Task to complete: From the records below, extract every line that contains the word "table", and copy each one unchanged.
------------
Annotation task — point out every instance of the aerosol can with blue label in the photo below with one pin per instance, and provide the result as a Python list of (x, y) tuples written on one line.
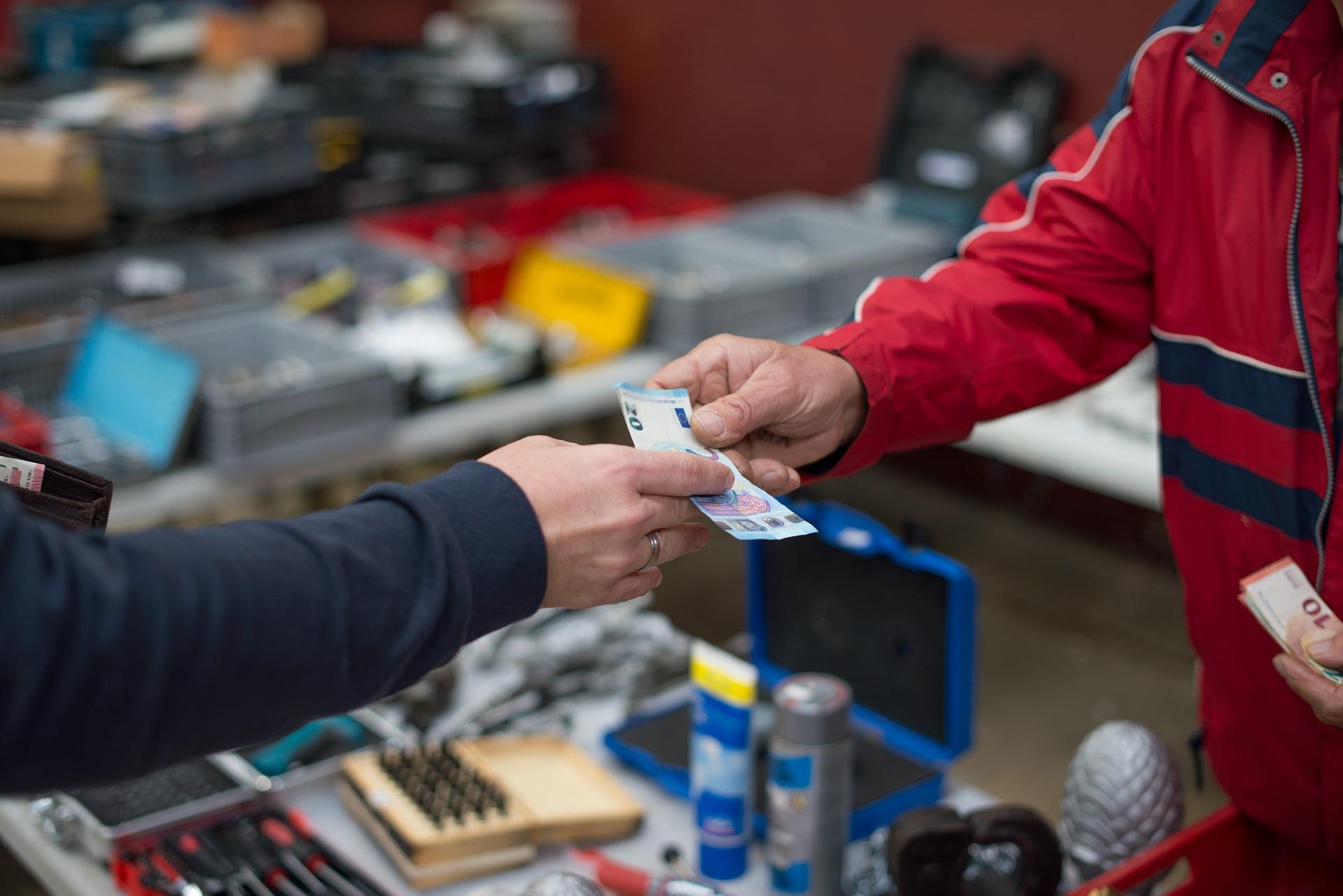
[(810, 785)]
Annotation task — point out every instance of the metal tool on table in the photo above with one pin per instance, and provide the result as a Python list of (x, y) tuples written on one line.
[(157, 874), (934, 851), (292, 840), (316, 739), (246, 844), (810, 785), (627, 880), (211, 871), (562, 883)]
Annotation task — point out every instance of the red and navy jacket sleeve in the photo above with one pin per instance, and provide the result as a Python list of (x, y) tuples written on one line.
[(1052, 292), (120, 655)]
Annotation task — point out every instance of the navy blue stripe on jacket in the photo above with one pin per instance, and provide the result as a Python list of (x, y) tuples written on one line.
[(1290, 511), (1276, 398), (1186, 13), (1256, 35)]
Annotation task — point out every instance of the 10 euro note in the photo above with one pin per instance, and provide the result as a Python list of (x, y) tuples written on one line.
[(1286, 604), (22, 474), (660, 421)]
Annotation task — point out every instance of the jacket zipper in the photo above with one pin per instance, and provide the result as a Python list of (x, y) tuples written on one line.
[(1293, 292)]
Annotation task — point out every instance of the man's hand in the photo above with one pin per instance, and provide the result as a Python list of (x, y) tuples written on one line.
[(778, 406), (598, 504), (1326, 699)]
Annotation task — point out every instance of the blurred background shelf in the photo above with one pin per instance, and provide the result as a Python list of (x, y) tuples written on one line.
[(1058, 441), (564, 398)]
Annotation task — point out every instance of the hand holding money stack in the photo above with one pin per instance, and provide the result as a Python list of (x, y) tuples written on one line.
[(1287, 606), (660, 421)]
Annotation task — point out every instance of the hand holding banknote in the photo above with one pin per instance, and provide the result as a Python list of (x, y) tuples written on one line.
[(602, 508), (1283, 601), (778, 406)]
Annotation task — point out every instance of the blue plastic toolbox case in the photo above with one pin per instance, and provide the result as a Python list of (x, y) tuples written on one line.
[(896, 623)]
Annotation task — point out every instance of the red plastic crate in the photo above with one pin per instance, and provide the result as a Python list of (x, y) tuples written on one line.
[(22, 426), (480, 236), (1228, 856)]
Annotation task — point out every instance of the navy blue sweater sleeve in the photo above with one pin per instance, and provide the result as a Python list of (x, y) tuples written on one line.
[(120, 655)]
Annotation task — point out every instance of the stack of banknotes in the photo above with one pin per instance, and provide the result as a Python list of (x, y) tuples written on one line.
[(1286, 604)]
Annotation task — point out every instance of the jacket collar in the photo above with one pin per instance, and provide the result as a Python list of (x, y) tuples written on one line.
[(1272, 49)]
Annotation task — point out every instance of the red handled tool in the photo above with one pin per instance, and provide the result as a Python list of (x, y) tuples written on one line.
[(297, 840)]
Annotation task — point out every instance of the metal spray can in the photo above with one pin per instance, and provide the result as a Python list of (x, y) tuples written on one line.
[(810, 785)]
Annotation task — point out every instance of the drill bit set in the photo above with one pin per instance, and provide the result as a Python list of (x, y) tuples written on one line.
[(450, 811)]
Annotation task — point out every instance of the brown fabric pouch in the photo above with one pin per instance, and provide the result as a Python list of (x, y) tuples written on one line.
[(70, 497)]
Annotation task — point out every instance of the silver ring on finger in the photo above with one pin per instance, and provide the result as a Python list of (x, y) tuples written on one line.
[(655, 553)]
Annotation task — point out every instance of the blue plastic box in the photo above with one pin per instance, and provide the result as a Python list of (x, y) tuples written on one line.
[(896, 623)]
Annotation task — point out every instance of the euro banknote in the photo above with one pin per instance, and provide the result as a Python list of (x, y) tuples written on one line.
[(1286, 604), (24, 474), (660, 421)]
------------
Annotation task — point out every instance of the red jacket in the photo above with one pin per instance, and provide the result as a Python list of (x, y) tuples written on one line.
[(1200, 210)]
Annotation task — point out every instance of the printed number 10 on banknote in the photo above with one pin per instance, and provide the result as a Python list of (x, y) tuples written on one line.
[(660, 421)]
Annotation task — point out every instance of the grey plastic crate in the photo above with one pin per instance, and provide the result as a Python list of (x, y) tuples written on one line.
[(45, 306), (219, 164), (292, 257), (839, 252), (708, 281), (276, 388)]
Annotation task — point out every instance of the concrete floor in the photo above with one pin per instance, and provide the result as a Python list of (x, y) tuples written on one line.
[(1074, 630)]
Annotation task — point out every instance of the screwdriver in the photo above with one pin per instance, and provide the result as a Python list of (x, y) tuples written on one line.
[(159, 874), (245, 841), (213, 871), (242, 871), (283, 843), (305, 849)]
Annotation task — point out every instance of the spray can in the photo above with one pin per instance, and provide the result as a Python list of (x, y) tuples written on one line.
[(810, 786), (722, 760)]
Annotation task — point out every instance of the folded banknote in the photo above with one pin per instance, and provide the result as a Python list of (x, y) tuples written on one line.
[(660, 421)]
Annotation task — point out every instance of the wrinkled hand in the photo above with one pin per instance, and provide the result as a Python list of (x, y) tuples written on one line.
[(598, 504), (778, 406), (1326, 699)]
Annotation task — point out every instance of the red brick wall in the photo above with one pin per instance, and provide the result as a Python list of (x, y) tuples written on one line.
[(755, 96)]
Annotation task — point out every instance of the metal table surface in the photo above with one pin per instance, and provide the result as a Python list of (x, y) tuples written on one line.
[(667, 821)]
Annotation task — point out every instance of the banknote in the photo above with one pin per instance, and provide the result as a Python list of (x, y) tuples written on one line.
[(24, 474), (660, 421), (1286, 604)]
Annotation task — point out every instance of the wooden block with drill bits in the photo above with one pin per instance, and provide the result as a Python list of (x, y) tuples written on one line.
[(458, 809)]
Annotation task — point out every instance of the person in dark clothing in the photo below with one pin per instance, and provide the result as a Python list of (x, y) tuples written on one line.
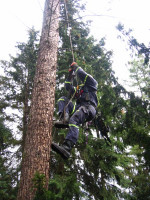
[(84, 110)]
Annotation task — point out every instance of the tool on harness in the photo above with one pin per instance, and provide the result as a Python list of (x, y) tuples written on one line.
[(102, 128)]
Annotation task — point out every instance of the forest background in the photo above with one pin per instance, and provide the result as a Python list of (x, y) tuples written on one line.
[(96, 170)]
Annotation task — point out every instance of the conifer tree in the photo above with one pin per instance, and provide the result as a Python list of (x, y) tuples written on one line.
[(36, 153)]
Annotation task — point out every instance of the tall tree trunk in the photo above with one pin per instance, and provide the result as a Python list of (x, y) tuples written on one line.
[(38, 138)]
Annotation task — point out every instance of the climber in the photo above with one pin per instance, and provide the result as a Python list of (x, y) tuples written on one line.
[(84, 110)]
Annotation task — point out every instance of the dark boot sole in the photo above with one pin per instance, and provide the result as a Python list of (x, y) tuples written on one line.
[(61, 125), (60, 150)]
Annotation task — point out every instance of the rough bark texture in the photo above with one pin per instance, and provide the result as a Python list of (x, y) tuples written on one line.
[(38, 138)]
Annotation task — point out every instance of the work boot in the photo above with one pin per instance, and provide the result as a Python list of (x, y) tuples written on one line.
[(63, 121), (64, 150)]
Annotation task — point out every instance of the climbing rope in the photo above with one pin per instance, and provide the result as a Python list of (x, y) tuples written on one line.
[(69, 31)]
------------
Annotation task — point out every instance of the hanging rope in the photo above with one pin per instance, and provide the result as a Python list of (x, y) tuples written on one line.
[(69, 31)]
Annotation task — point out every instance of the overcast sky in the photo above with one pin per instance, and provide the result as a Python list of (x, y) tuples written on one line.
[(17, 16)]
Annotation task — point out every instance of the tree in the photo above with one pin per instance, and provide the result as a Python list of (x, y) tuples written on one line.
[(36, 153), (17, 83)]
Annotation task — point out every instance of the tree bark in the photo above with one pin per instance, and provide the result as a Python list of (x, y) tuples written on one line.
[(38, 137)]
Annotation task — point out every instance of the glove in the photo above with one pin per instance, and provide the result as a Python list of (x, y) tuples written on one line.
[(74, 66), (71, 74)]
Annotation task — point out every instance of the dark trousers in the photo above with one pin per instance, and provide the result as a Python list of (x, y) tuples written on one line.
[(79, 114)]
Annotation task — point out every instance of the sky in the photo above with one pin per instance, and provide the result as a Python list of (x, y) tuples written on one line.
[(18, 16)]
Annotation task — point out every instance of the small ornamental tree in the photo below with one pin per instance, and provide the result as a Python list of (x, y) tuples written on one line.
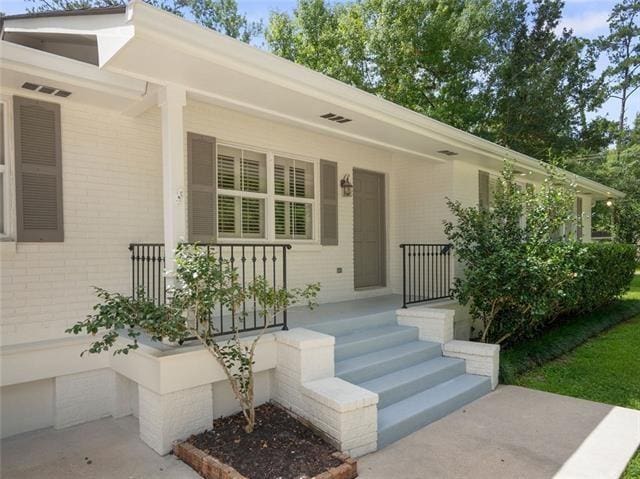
------------
Result for this task:
Annotation task — point out every instance of the metal tool on table in the photo above with one pin per instance, and provide the result as a Python list of (x, y) tuples written on one line.
Annotation task — point out every instance of the metal table surface in the photo above with one pin per instance, and provide the result as a Python list of (x, y) tuples written on one line.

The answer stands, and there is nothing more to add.